Which lines in the rows below contain the string "field"? Pull out every one of them.

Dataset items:
•••

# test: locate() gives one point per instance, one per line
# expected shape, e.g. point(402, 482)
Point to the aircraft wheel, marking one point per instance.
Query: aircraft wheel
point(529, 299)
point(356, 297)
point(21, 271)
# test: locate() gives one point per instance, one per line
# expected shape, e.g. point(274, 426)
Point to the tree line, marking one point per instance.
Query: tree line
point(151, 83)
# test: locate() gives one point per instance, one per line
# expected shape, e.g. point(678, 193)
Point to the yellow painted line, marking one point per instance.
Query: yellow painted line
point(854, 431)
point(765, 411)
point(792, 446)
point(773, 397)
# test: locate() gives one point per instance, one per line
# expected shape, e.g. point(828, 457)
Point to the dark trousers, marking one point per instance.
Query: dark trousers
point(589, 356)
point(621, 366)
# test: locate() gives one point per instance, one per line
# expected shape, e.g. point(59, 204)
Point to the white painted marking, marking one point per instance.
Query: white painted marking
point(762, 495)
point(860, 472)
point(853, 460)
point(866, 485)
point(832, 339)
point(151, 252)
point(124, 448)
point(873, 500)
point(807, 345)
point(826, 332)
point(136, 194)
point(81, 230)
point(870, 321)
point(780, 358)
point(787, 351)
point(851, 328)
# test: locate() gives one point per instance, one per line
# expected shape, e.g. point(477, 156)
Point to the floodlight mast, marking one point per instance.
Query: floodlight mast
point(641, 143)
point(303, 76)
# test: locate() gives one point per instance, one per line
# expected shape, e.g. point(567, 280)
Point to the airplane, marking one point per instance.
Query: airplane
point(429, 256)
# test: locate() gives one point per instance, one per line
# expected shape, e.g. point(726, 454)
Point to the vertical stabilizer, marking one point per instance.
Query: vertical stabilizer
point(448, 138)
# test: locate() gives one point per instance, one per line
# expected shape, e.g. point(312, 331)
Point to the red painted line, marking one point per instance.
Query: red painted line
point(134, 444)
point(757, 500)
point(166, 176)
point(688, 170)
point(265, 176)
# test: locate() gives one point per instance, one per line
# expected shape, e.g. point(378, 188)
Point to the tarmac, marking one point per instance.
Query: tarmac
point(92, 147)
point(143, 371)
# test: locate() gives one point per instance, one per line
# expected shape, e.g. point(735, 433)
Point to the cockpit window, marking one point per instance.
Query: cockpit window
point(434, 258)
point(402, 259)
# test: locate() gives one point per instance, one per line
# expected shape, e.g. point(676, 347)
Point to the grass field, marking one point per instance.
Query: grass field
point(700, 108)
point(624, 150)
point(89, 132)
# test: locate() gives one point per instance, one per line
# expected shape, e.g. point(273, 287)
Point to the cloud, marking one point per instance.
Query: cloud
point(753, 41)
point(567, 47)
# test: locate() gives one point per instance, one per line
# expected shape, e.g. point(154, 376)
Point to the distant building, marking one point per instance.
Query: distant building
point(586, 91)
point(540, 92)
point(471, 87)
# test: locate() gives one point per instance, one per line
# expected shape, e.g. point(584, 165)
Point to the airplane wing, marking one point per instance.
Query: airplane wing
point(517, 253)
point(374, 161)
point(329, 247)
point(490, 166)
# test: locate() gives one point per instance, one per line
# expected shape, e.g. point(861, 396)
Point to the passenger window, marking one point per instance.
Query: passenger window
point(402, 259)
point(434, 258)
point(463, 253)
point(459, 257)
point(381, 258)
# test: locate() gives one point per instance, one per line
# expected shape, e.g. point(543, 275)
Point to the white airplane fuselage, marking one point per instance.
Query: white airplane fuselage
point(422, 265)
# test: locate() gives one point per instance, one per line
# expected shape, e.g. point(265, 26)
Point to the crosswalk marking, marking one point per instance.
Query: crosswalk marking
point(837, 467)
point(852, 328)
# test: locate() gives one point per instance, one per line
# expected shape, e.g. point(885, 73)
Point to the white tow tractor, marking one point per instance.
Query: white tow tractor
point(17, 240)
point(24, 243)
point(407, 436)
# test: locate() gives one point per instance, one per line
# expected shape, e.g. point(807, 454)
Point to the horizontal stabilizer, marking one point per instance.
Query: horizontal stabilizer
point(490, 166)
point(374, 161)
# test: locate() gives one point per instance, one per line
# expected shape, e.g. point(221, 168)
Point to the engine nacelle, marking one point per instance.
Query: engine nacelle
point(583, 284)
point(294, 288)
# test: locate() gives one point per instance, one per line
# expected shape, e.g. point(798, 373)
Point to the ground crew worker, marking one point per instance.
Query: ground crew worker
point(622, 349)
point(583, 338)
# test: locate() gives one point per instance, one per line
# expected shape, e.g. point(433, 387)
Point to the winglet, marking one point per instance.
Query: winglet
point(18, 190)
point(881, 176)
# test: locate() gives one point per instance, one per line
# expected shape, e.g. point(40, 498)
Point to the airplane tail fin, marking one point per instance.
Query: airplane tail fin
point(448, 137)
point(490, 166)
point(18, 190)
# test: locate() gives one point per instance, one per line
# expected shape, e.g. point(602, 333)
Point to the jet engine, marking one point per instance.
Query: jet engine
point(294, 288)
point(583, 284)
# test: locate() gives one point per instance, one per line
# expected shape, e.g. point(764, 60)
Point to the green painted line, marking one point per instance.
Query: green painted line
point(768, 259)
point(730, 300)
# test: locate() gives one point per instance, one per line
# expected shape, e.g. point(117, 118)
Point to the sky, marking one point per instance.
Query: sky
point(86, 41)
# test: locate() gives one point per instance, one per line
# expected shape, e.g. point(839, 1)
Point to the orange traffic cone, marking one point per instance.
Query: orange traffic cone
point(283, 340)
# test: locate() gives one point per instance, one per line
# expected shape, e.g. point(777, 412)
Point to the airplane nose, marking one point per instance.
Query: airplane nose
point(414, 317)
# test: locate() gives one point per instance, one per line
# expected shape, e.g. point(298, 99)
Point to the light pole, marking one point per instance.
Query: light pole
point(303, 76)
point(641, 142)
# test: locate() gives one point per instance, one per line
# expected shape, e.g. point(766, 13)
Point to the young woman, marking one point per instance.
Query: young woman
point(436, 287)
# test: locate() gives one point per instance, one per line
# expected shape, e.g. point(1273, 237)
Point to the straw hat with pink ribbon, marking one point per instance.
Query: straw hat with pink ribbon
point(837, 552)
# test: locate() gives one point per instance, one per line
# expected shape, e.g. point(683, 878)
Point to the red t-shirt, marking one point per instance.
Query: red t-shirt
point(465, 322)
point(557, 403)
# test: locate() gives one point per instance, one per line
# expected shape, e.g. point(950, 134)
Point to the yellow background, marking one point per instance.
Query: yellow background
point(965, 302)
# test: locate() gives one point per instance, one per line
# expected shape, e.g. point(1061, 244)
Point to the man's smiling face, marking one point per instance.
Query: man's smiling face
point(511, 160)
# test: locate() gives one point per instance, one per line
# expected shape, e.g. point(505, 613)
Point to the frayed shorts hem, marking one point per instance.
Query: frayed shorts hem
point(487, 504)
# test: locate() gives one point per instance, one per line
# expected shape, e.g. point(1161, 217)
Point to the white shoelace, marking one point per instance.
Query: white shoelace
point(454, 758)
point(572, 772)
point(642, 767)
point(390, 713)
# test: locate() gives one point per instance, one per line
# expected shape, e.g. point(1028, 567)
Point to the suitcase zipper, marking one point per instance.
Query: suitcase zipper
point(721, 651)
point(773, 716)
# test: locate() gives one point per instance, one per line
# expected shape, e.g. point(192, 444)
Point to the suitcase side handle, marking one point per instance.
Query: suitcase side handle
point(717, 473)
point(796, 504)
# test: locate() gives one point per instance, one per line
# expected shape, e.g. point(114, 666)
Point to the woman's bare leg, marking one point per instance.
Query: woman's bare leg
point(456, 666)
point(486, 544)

•••

EXERCISE RESPONSE —
Point to the grass field, marking one point per instance.
Query: grass field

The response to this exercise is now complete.